What is expected. List each line of the data that holds the word "pine".

══════════

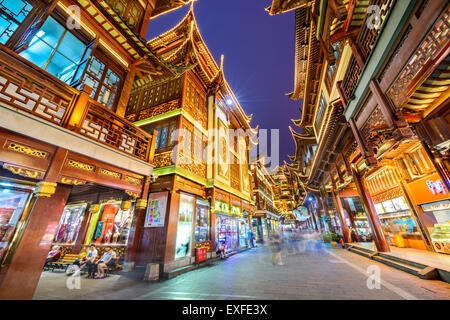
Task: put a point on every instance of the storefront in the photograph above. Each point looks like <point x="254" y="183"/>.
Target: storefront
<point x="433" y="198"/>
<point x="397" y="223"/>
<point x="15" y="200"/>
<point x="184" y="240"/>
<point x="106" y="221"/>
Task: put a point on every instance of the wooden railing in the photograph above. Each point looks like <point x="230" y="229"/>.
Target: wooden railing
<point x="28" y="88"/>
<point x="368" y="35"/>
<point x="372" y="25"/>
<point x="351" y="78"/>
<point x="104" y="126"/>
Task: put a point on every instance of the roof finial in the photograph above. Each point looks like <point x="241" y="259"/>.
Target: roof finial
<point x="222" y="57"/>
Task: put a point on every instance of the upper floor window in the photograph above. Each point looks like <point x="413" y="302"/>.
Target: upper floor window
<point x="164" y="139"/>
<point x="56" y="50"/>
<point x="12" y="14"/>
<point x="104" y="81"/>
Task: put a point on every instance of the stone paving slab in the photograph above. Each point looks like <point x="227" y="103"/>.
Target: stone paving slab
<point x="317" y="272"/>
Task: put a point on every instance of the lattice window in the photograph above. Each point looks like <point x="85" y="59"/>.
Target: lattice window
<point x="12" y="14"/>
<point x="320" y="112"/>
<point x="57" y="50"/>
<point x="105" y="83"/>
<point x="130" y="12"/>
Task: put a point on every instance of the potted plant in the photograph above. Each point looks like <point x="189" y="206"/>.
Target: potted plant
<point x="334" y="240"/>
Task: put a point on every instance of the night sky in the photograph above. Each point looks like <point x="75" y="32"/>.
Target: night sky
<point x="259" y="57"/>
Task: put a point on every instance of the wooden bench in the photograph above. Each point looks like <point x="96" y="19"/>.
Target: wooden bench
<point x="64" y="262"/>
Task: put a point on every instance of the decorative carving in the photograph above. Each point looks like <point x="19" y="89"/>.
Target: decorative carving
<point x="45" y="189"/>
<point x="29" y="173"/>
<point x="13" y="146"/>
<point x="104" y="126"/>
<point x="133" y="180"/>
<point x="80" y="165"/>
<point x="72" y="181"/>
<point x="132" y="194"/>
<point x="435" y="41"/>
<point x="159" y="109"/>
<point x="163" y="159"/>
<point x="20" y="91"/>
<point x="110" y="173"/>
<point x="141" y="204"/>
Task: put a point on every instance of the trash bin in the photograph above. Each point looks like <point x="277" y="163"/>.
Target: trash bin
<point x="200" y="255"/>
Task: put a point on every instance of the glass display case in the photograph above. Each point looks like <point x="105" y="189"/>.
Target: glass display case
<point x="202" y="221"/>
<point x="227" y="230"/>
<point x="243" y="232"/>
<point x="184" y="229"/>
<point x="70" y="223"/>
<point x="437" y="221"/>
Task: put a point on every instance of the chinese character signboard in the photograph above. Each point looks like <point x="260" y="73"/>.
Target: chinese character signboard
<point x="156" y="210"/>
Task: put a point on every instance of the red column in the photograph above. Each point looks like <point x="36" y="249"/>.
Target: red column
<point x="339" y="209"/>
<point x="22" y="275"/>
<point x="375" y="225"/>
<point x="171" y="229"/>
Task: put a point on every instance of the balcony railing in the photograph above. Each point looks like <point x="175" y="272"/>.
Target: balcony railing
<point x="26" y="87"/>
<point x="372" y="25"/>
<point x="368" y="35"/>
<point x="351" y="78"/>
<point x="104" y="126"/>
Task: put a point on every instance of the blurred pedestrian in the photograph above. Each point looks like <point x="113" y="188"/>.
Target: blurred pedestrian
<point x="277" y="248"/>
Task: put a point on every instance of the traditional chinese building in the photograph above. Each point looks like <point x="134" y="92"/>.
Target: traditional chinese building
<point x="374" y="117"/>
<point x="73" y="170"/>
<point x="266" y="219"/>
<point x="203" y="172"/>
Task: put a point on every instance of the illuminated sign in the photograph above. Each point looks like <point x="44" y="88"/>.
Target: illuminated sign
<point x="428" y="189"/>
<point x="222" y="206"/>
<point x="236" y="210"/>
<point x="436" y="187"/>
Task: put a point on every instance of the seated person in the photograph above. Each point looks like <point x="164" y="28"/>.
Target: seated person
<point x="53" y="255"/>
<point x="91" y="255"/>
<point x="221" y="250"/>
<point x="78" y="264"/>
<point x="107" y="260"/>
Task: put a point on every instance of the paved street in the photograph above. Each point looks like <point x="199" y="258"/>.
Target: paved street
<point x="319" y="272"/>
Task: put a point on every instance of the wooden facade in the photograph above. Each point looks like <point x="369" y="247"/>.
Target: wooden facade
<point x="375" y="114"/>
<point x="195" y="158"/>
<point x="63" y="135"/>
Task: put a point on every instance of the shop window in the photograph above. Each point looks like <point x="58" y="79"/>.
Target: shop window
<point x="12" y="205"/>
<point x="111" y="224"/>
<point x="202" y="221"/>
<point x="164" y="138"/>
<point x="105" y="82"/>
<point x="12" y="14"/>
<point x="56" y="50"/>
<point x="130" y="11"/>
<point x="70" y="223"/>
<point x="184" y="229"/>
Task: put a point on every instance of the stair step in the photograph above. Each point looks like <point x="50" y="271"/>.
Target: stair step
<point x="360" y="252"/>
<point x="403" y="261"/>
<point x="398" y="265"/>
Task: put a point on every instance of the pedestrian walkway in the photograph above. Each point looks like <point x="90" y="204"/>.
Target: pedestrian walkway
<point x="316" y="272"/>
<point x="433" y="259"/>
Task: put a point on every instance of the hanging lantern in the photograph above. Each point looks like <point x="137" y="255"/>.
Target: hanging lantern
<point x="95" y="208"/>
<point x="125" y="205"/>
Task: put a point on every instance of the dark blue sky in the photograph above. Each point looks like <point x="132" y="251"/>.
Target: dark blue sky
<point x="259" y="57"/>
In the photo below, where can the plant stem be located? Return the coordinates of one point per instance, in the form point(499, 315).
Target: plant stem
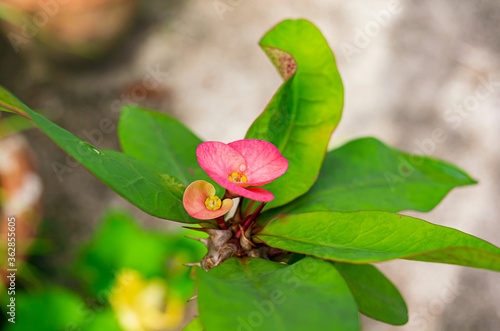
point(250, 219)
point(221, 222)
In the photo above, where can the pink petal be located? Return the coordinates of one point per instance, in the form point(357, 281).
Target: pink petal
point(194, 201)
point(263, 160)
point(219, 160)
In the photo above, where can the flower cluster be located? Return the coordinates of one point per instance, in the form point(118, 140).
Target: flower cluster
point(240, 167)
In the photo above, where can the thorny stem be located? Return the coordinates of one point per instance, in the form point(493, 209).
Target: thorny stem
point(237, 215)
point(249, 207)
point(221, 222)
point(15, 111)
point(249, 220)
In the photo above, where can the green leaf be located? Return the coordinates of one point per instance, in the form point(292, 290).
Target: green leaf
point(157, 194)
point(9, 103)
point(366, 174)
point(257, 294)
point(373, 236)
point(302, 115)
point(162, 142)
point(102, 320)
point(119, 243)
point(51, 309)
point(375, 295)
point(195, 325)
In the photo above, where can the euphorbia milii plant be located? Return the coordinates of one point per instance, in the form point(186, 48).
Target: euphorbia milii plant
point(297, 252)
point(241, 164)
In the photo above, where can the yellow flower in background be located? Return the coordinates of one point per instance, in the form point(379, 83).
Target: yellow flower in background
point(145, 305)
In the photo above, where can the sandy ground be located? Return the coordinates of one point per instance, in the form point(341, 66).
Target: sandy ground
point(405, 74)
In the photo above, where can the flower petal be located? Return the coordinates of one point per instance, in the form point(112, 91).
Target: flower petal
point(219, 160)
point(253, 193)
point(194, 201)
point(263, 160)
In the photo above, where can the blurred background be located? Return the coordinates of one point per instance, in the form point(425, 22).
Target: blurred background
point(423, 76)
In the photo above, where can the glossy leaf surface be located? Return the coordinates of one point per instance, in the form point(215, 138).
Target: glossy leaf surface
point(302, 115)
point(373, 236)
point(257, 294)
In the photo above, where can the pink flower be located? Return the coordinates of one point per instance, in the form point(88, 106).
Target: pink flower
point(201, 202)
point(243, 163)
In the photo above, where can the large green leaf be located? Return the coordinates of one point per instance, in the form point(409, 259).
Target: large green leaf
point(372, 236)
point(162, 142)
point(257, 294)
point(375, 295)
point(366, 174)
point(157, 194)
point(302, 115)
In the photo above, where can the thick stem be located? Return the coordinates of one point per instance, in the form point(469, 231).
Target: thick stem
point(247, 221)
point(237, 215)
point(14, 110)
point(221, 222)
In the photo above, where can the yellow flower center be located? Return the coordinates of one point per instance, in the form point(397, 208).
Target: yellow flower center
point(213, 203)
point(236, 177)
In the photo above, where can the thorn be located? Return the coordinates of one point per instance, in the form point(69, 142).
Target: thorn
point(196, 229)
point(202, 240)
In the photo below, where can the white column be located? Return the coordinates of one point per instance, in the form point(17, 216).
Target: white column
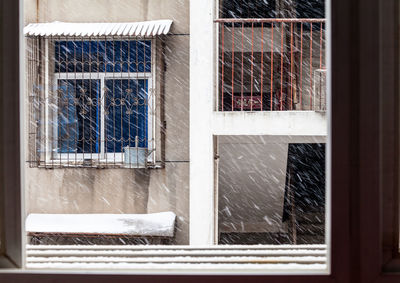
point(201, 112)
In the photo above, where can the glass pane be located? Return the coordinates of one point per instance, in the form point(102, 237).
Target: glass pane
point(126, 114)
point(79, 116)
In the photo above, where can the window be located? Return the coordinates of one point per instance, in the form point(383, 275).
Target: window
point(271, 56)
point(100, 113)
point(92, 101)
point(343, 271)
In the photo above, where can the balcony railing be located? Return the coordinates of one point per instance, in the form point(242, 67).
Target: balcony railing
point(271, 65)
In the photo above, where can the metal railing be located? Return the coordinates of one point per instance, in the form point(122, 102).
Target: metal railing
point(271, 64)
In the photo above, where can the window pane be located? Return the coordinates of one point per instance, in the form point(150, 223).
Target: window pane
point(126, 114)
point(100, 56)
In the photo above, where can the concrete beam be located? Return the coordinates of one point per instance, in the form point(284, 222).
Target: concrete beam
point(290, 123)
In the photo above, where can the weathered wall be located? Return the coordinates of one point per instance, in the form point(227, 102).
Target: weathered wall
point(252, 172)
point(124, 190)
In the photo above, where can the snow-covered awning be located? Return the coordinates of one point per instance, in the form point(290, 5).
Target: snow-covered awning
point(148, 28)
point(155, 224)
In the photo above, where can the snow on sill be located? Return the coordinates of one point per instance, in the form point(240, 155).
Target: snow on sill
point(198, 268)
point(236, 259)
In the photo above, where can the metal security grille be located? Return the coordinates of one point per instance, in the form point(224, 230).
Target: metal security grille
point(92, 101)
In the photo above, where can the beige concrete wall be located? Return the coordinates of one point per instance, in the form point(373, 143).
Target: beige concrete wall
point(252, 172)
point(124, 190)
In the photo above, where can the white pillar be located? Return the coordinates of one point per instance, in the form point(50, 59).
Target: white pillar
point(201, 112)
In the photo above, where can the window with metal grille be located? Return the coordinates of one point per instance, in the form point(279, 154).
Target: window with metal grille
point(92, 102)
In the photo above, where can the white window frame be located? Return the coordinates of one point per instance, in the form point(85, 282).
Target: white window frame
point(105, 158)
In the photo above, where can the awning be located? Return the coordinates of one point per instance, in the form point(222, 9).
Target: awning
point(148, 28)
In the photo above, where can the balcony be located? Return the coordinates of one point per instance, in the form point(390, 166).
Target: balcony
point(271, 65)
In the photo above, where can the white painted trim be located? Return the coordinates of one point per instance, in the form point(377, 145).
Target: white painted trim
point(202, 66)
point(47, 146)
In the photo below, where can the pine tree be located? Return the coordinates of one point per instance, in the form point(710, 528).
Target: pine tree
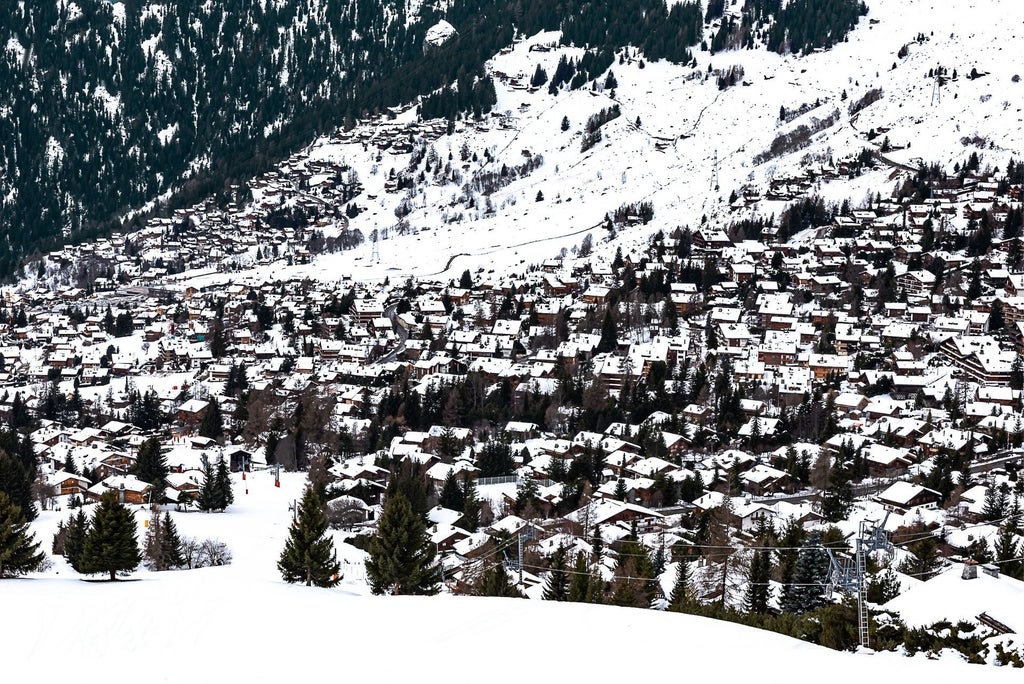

══════════

Task answer.
In the photo below, where can the pine tree be located? Return the coordinates of one point per instance, in the form point(710, 528).
Target: pine tree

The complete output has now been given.